The task =
Rewrite every entry below as a two-column CSV with the header row text,answer and one row per entry. Put each entry's text in one quoted field and its answer in another, with line breaks replaced by spaces.

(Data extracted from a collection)
- - - - -

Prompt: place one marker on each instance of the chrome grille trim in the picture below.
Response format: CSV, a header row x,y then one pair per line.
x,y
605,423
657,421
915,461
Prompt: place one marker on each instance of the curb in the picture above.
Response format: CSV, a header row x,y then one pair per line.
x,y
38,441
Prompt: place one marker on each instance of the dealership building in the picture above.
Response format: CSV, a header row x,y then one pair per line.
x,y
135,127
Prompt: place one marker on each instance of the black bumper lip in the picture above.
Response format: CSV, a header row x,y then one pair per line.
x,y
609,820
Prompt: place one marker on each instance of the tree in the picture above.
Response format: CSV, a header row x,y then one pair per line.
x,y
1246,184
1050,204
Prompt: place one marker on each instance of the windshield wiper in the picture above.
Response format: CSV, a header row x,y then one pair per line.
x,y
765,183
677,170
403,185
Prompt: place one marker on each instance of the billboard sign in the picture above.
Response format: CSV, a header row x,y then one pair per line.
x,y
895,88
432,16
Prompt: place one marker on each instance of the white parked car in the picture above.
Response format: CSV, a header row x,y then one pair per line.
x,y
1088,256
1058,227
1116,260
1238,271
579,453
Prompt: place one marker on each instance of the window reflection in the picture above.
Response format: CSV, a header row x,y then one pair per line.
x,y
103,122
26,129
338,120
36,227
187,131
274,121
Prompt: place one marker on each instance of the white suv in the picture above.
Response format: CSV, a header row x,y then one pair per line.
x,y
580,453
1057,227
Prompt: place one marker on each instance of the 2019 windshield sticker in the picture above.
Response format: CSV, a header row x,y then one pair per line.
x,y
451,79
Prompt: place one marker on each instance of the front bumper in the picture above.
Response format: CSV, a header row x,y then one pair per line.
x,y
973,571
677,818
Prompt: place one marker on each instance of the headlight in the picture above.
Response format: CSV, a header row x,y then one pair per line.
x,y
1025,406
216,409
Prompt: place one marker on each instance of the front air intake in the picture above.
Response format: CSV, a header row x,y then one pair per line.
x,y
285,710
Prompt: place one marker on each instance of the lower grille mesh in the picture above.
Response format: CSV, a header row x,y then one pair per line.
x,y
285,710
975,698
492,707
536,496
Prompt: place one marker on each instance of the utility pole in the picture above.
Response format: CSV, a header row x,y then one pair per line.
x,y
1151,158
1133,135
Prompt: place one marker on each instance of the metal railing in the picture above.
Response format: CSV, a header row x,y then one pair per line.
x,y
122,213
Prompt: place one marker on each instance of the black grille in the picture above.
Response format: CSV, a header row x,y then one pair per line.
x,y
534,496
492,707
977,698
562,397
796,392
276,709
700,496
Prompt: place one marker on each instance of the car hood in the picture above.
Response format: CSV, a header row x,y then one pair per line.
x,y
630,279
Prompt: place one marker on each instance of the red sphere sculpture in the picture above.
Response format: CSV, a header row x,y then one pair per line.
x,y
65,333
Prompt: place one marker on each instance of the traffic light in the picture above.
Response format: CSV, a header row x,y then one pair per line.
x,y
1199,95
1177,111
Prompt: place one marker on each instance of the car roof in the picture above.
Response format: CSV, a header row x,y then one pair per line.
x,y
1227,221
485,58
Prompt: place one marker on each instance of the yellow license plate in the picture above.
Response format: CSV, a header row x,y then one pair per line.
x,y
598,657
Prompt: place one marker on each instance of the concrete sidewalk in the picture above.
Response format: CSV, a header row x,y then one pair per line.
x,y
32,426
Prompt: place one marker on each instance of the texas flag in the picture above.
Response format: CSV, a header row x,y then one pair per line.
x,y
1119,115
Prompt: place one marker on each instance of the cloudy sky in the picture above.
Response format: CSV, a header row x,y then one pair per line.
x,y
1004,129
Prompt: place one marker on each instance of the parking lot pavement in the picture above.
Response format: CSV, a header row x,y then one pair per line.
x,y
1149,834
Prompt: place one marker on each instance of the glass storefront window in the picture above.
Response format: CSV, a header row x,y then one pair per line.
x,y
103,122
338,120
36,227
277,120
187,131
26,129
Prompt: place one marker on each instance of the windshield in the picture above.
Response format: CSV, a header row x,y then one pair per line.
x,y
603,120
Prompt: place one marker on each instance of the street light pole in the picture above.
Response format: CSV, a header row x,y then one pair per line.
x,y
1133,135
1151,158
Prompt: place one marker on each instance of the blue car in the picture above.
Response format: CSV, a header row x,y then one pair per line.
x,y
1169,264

- - - - -

Result =
text,answer
"Prompt: place one marker on each instance of the chrome grille trim in the picture below. Response format: CSV, a header row x,y then one pair per line.","x,y 605,423 657,421 915,461"
"Prompt: place one marker on each instance of the curb in the picture above. Response format: CSV, a header row x,y then one pair per line.","x,y 38,441"
"Prompt: place one marker on each instance of the dealership building in the picture above. Response format: CSV, a header row x,y then one pair per line.","x,y 135,127"
"Prompt: place one marker on each instance of the black bumper lip in the picture above. Response format: CSV, a header row x,y then one pair per line.","x,y 609,820"
"Prompt: place one marker on each instance of the tree in the picture above. Response format: CSV, a header row x,y then one pair per line.","x,y 1246,184 1050,204"
"Prompt: place one marker on each instance of the windshield wiper in the picture above. Response format: CSV, a header row x,y then one pair per line.","x,y 765,183 677,170 403,185"
"Prompt: place one marker on each instance of the billboard sign in the picture above. Response format: CSV, a header row x,y then one pair per line.","x,y 895,88 432,16"
"Prompt: place one marker on each instance of the white parked car in the picture above. Response format: CSV, a header row x,y then one pair per line.","x,y 1088,256 1058,227 1116,260 1238,271 579,453"
"Prompt: place one marker on each instance of the window reflection in the picture above. Response format: CSV, a header row x,y then one pair per line.","x,y 103,122 26,129 338,120 36,227 187,131 274,121"
"Prompt: place one marker on each instance of the white suv in the picture above. Response format: CSV, a header row x,y then one pair per line.","x,y 580,453 1057,227"
"Prompt: place one marker on each instance of the 2019 windshield sticker in the picture above. Response format: CSV, a header row x,y then one pair per line.","x,y 451,79"
"Prompt: place one marker on each instance of the front bumper in the picture above. Response format: CSV, a header row x,y then one pair per line.","x,y 973,571 677,818"
"Prompt: place one marker on each instance of the headlight in the picture above. Response format: CSV, a header row x,y then one pair per line.","x,y 1025,406 216,409"
"Prompt: place one marker on each instance of the front air intake in the picture above. Response format: CSV, a header row x,y then one pair per line.","x,y 285,710"
"Prompt: place one marker on each instance of the lower grille mesh in the picture above. Response format: CSV, a header row x,y then one pair per line.","x,y 285,710 975,698 492,707 536,496"
"Prompt: place one marker on each instance of the utility pole in the picture above. Response format: CSV, a header row x,y then one pair per line.","x,y 1151,158 1133,135"
"Prompt: place one marker on each instance of the metal railing in the picture above. Response format: CSV, a header row x,y then one pair per line.","x,y 122,213"
"Prompt: place one marker on each instance of the black grille in the picture above. Response format: CSV, a header row x,y then one pair per line.","x,y 534,496 492,707 977,698 562,397 796,392 276,709 700,496"
"Prompt: place one marker on each instance of the car hood in the picture above. Response format: CSV, a header row x,y then one pair per line.","x,y 630,279"
"Prompt: place one marker on each instance of the red sphere sculpture in the picture above. Response format: CSV, a header row x,y then one pair per line.","x,y 65,333"
"Prompt: place one marker on each instance of the traffic light in the picture above. Response format: CSV, a header row x,y then one pair per line.","x,y 1199,95 1177,111"
"Prompt: place one marker on each instance of the car roof in the picture above. Response format: CSV, a header row x,y then one pair per line.","x,y 1227,221 485,58"
"Prompt: place one marker on each instance of the yellow license plate in the picture above. Response format: CSV, a header row x,y then one pair per line.","x,y 598,657"
"Prompt: place one marker on each instance of the concrete sidewalk in the picture above. Response format: CSV, a header row x,y then one pair per line.","x,y 32,426"
"Prompt: place one marker on each instance of the texas flag in the picture above. Response format: CSV, a header row x,y then one pair per line.","x,y 1119,115"
"Prompt: place one marker on each instance of the cloudy sky in the picture above. Response format: CSV, a header row x,y then one pair per line.","x,y 1004,129"
"Prompt: place one marker on each instance of the parking lot pavement in the picture above. Response format: CSV, a header row x,y then one pair per line.","x,y 1149,834"
"Prompt: place one marker on each instance of the glass storefront window in the picture above. Response format: CSV, a header row x,y then one pair per line.","x,y 103,122 338,120 36,227 277,120 187,131 26,129"
"Prompt: place one marker on each instance of the windshield in the picture above. Response format: CSV, a header row x,y then one pair per line.","x,y 603,120"
"Prompt: place one marker on each instance of the street light pole in the picture above. Response format: CSV, a header row x,y then one pair per line.","x,y 1133,135 1151,158"
"Prompt: place one marker on each instance of the blue car in the picture above. Response format: CSV, a header row x,y then one pair per line.","x,y 1169,264"